== Set task ==
Reproduce every line of the records below, unchanged and in the same order.

== Dataset content ==
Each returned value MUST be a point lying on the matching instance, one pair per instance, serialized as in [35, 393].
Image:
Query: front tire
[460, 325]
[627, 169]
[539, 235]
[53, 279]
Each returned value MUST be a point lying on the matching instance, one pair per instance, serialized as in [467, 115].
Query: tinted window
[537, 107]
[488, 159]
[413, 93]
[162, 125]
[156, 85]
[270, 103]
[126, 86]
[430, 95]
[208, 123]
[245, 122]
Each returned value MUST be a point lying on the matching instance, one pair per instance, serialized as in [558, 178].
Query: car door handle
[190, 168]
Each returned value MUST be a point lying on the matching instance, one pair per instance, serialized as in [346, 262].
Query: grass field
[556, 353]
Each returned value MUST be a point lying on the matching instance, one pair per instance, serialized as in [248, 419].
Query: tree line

== Task output ==
Each returned value MUST be a point lying on the matching instance, one pair per instance, serialized as in [35, 393].
Image:
Query: front tire
[460, 325]
[627, 169]
[539, 235]
[53, 279]
Each returned value MUST be a point lying on the matching instance, one pair per instance, serialized as in [467, 115].
Query: tinted window
[537, 107]
[488, 159]
[413, 93]
[162, 125]
[156, 85]
[270, 103]
[126, 86]
[430, 95]
[208, 123]
[245, 122]
Each returned value MUST be a point lying on the matching instance, one pair per instance, serialized as in [558, 178].
Query: car door handle
[190, 168]
Each returned value MUST be a point lying on the matching instance, one pair per instance, serialized as in [346, 262].
Query: grass field
[556, 353]
Each returned value MUST be a point lying on the matching instance, one pair per instance, serialized as in [248, 419].
Query: tree line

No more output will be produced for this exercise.